• **Exercise aim**
Return, without any changes, the lines from the one with "To accomplish the task, the agent needs to click the ostrich" to the one with "841 452 945 558", both included.

* Begin *

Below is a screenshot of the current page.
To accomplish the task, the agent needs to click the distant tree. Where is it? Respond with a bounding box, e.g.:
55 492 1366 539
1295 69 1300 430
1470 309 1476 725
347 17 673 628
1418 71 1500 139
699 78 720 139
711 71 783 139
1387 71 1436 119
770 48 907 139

* End *
* Begin *

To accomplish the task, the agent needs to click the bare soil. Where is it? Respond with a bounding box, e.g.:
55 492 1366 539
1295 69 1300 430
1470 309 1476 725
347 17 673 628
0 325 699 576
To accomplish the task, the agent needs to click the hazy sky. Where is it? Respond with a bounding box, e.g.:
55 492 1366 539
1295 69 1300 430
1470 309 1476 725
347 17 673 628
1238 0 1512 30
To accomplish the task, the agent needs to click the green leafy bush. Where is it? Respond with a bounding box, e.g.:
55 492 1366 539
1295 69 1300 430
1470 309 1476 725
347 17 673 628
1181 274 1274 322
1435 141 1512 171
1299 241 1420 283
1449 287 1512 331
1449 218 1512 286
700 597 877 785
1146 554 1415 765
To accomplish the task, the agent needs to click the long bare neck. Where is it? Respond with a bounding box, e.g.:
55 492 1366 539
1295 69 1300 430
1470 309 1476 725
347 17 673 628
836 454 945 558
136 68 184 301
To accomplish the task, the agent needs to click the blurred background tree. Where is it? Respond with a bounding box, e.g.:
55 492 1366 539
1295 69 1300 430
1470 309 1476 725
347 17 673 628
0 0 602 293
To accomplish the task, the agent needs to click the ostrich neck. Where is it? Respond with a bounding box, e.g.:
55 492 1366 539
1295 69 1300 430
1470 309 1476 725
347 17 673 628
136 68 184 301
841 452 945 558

* End *

• **Task response**
To accomplish the task, the agent needs to click the ostrich neck. Where is it? Respond with a bounding box, e.g.:
55 492 1366 539
1295 69 1300 430
1470 309 1476 725
347 17 673 628
136 68 184 301
841 452 945 558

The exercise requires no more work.